(Task data)
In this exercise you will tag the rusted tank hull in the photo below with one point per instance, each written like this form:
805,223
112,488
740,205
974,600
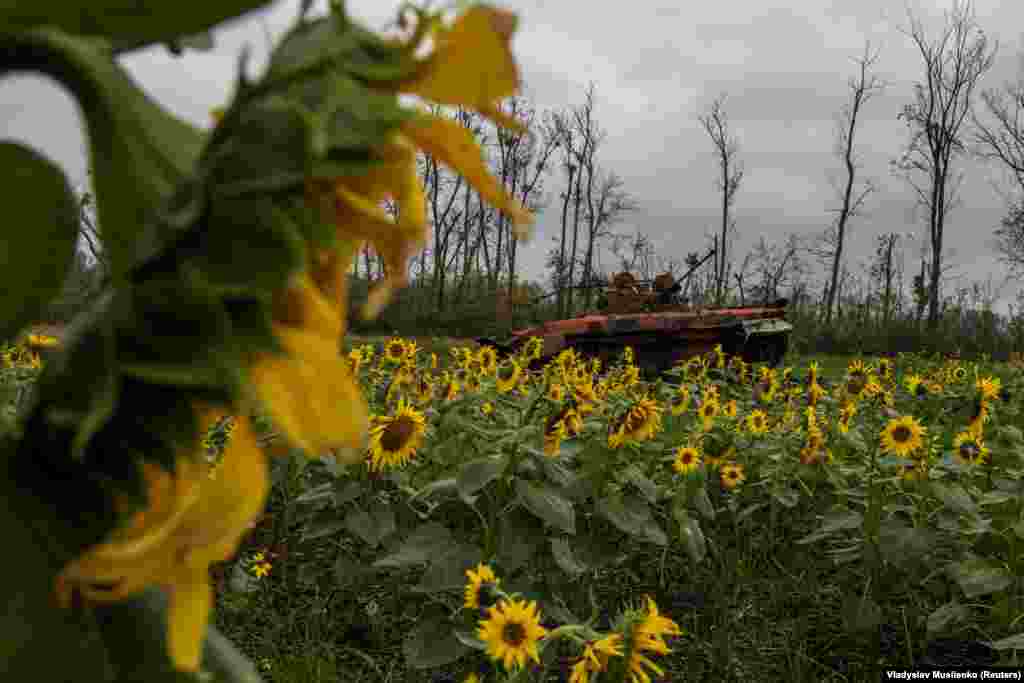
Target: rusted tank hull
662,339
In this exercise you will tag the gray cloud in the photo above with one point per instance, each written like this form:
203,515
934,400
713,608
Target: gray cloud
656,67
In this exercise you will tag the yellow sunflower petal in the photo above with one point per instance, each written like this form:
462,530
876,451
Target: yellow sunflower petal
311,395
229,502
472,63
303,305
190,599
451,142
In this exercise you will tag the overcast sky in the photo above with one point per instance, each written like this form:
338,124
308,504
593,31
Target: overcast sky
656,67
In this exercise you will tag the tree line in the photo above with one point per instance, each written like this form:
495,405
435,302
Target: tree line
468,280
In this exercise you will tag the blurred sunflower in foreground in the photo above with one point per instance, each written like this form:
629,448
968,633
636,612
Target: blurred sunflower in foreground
(End Task data)
Give the records again exactly, minus the pictures.

In this exercise you will tag the rusted tank hull in the photo below with one point per instance, each written like this form:
805,223
112,488
740,205
974,600
Target: rusted tank hull
662,339
In this exercise you will tag the gray cloud in the photo above with one point per instance, each written like this form:
203,515
934,400
713,608
Target: gray cloud
656,67
In this exercise you will tag the yellow sunflower petal in the photo above with one point per instance, each written like this form:
462,530
876,451
Target: yellow sunflower petal
311,395
229,502
472,63
303,305
190,599
451,142
In this exercise you will tag the overcast sky in the photo above with one point per instance, each written like this form:
338,124
308,504
593,31
Target: overcast sky
656,67
In this exercise you will tag the tree line in the photo above with one point per instance, each written like this form:
495,405
435,302
Target: tree line
468,280
In this exercise you will tag the blurred sunflower in foreground in the photo above with one point per instance, each written like this form:
629,448
968,633
636,612
Target: blurred sunflower in foreground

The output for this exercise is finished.